- **Work to be completed**: Copy out all the records below, swapping every "put a marker on" for "place a point on" and leaving the rest unchanged. Leave the pictures out of your copy.

Point-based annotation data
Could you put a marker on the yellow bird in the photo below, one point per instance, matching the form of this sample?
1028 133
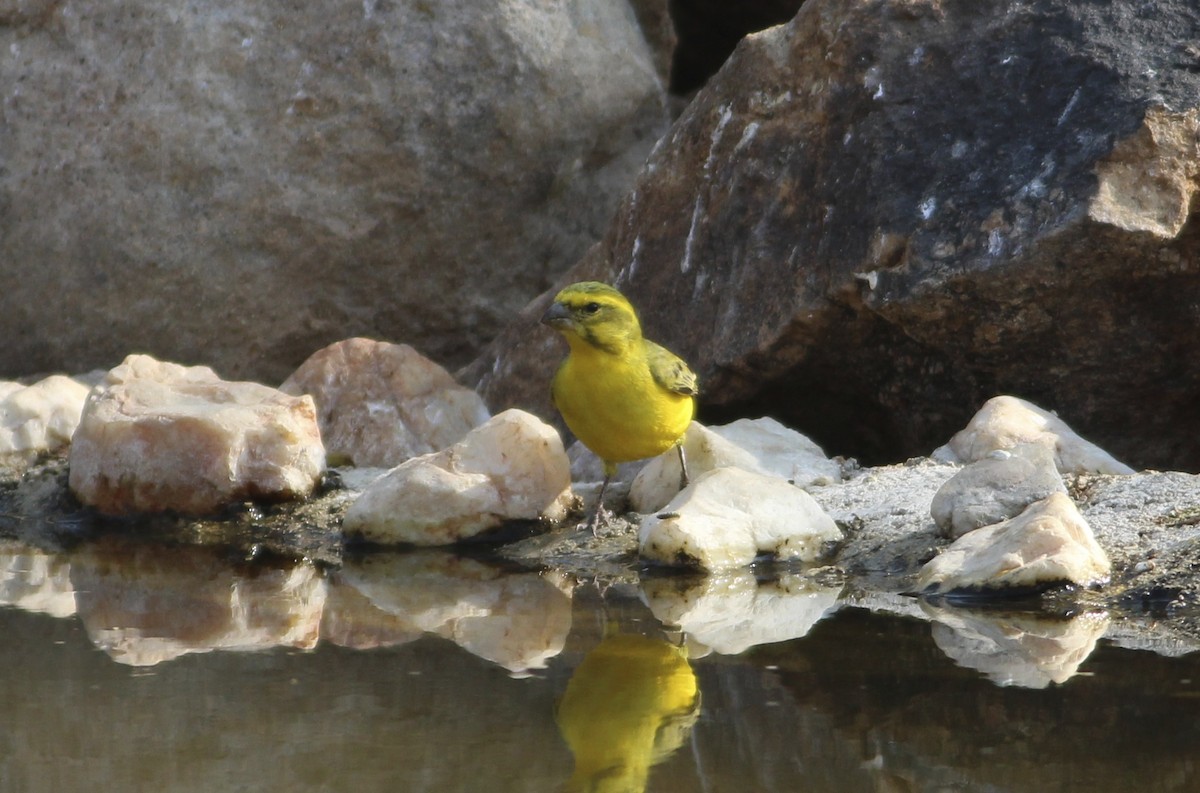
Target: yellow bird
622 395
630 703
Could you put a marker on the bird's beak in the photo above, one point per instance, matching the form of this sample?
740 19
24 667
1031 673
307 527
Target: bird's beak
557 317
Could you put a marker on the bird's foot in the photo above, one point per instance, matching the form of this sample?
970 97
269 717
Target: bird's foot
600 517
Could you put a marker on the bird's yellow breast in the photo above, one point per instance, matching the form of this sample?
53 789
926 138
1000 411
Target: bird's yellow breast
615 406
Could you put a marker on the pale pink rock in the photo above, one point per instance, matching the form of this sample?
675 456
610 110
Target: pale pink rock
157 436
381 403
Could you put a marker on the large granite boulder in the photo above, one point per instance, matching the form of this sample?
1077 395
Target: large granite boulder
244 185
883 212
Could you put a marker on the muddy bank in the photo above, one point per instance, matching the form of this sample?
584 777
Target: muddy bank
1149 523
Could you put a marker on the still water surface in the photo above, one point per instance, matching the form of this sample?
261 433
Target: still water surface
132 667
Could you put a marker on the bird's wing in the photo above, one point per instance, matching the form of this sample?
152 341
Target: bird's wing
670 371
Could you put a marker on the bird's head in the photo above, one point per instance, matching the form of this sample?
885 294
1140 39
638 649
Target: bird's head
594 313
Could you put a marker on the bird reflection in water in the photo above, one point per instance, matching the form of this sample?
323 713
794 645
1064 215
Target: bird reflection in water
629 706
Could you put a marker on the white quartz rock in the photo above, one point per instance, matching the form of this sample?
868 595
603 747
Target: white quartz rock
995 488
1048 544
510 468
41 416
732 612
1006 421
759 445
729 516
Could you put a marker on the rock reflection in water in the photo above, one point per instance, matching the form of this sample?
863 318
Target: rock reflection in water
1023 649
516 620
732 612
630 703
144 605
35 581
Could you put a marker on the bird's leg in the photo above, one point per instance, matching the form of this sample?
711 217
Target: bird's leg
683 468
594 522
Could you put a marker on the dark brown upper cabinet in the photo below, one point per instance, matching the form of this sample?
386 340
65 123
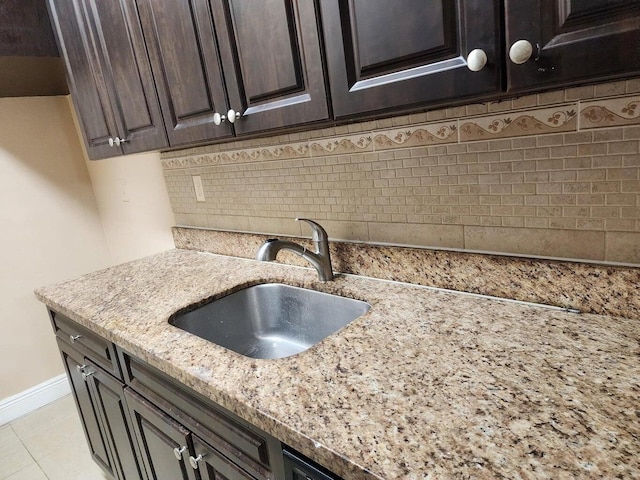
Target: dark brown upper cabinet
571 41
272 62
184 56
109 76
405 54
225 67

- **Result**:
Could you place a point on the yellow bird in the photo below, one point per instance, matching the form of this sample?
1028 133
Target: yellow bird
622 395
630 703
Could you place a point on the bird's beak in the photo above, one point per instance, matching the form of this sample?
740 19
24 667
1031 673
307 527
Target: bird's beak
557 317
Could you place a point on the bird's foot in the photo above, one point per instance, matching the form of this sample?
970 97
269 717
Target: bird's foot
600 517
Could you place a point on the bird's yellow breast in the photo above, one point per instance, matching the form of this sample?
53 789
926 138
1000 411
Target: bird's yellow breast
615 406
Could you place a point on the pale pink rock in the photo above, one point per instance, matching the form of this sample?
675 456
610 110
Target: pale pink rock
157 436
381 403
Could you place a point on the large granite boulder in the photo above, one point per instance, matching the form of this sample?
1077 395
Target: large granite boulder
244 185
883 212
Could you place a point on the muddy bank in the photo above, one point per instance, matching the form of this sample?
584 777
Target: muddy bank
1149 523
Could you place a point on the still water surface in the photo above, one point per instance, matching the form of this sample?
261 433
Target: still water surface
132 667
Could you place a point on the bird's wing in the photo above, one point per instance, matching the form of this sample?
152 341
Target: bird's wing
670 371
Could you place a point on the bird's head in the photo above, one point per instance, matching the form of this sample?
885 294
1140 39
638 649
Target: bird's head
594 313
Could you place a point on the bird reflection in water in the photo above, one point per instance, matching the form of this sample?
323 713
794 645
1064 215
Target: bird reflection in water
629 706
Could you place a point on the white quartz rock in the photo above, one point per instance, matching the form of this sample?
868 595
603 747
Target: white quartz rock
995 488
1048 544
510 468
41 416
732 612
1006 421
759 445
729 516
Could you place a point on the rock reflection in water in the photo above, one point per instance, matching the form of this sample?
863 318
Target: rock reflection in water
1023 649
516 620
732 612
630 703
144 605
35 581
Could you place a point on the bird's leg in the photo above, one point per instance, matching the form of this sample?
711 217
Target: bird's leg
683 468
594 522
Could you place a point on the dark brown upper cabinet in the photo below, one point per instance, matching the form of this sample?
386 340
65 123
Target: dark brown upper cabinet
571 41
272 62
184 56
109 76
405 54
225 67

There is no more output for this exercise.